• **Material provided**:
━━━━━━━━━━━━━━━━━━━━━━━━━━━━━━

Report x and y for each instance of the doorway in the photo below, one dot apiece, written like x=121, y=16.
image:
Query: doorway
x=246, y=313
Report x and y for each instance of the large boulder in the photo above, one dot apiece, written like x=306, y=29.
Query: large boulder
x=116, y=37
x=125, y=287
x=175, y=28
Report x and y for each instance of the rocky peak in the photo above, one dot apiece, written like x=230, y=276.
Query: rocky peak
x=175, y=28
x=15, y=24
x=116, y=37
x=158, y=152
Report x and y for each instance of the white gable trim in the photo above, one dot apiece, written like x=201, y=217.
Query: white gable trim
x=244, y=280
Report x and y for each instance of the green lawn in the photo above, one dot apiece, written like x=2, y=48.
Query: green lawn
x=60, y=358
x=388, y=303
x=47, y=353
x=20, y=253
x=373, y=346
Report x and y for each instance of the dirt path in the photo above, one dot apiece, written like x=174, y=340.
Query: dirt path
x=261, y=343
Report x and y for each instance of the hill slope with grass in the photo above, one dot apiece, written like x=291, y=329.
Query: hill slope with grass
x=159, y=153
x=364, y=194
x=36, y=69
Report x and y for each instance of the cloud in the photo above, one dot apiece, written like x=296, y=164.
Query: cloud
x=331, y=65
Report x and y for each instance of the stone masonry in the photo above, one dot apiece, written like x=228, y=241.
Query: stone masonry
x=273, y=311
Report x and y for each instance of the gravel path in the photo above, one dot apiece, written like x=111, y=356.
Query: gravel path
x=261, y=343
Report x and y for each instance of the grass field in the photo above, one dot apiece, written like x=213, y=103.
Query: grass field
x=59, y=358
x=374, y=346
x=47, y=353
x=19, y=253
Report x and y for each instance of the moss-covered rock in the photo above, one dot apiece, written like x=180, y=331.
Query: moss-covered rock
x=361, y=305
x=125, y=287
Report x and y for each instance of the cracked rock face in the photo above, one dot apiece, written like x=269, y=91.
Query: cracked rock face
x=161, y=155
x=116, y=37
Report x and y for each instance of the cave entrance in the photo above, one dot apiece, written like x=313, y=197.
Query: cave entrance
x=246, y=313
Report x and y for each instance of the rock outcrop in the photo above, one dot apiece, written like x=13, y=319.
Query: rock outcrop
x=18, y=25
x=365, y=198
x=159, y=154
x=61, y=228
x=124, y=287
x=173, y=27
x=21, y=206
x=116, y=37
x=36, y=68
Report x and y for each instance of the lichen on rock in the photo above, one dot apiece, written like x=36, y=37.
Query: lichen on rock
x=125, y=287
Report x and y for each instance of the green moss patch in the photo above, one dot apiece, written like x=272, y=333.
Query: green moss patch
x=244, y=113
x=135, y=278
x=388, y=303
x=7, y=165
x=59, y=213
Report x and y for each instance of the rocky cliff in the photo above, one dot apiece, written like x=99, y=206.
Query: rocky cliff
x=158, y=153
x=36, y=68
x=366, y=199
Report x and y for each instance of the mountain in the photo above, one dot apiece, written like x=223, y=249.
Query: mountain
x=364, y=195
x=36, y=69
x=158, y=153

━━━━━━━━━━━━━━━━━━━━━━━━━━━━━━

Write out the records above again, keeping each one identical to the original.

Report x and y for each instance of the doorway in the photo below, one dot apiece, written like x=121, y=16.
image:
Query: doorway
x=246, y=313
Report x and y for each instance of the large boulder in the photo above, one dot apiece, written like x=306, y=29.
Query: large boulder
x=116, y=37
x=125, y=287
x=175, y=28
Report x and y for each instance of the rocky peak in the photo above, one dot apiece, written like x=230, y=276.
Query: rocky peak
x=175, y=28
x=15, y=24
x=116, y=37
x=158, y=152
Report x and y for each instance of the white gable trim in the photo above, one dot apiece, written like x=201, y=217.
Query: white gable trim
x=244, y=280
Report x and y for each instance of the green lawn in the photo above, one dot apiece, written like x=2, y=48.
Query: green lawn
x=60, y=358
x=388, y=303
x=47, y=353
x=20, y=253
x=373, y=346
Report x and y for each instance of the dirt path in the photo above, one dot apiece, written like x=174, y=340.
Query: dirt path
x=261, y=343
Report x and y for each instance of the hill slope with grass in the photo above, one dot apiece, written like x=291, y=329.
Query: hill slope with grass
x=159, y=153
x=364, y=194
x=36, y=69
Report x and y for each instance of the cloud in the photo above, one dot apiece, written like x=296, y=164.
Query: cloud
x=331, y=65
Report x and y for each instance of the stone masonry in the photo above, one dot apiece, written like x=228, y=241.
Query: stone masonry
x=273, y=311
Report x and y for each instance of the gravel path in the photo above, one dot apiece, written like x=111, y=356.
Query: gravel path
x=261, y=343
Report x and y for each instance of the grass field in the photo above, one dot apiece, written like x=213, y=103.
Query: grass field
x=59, y=358
x=374, y=346
x=47, y=353
x=19, y=253
Report x and y for each instance of the moss-covered rock in the photo above, one dot apiece, written like x=180, y=331.
Query: moss-covered rock
x=361, y=305
x=125, y=287
Report x and y for each instance of the cracked rock face in the photo above, one dot apiece, written like x=269, y=91.
Query: cracked rock face
x=161, y=155
x=116, y=37
Report x and y for each instance of the cave entrance in the photo above, one dot apiece, written like x=313, y=197.
Query: cave entrance
x=246, y=313
Report x and y for each instance of the rock outcrop in the photo above, one dot apiece, written like x=13, y=319.
Query: rock outcrop
x=18, y=25
x=365, y=198
x=159, y=154
x=61, y=228
x=124, y=287
x=173, y=27
x=21, y=206
x=116, y=37
x=36, y=68
Report x and y for each instance of the lichen on rock in the photo above, one dot apiece, written like x=36, y=37.
Query: lichen on rock
x=125, y=287
Report x and y for each instance of the green moss patch in the photo above, one dot apiece, written like x=272, y=333.
Query: green moss patch
x=244, y=113
x=135, y=278
x=388, y=303
x=7, y=165
x=59, y=213
Report x and y for each instance of the rocky cliff in the photo above, one dot apiece, written like x=99, y=206.
Query: rocky cliff
x=158, y=153
x=36, y=68
x=366, y=199
Report x and y for each instance of the mountain in the photo above, one dot apiece, written like x=223, y=249.
Query: mountain
x=364, y=195
x=36, y=69
x=158, y=153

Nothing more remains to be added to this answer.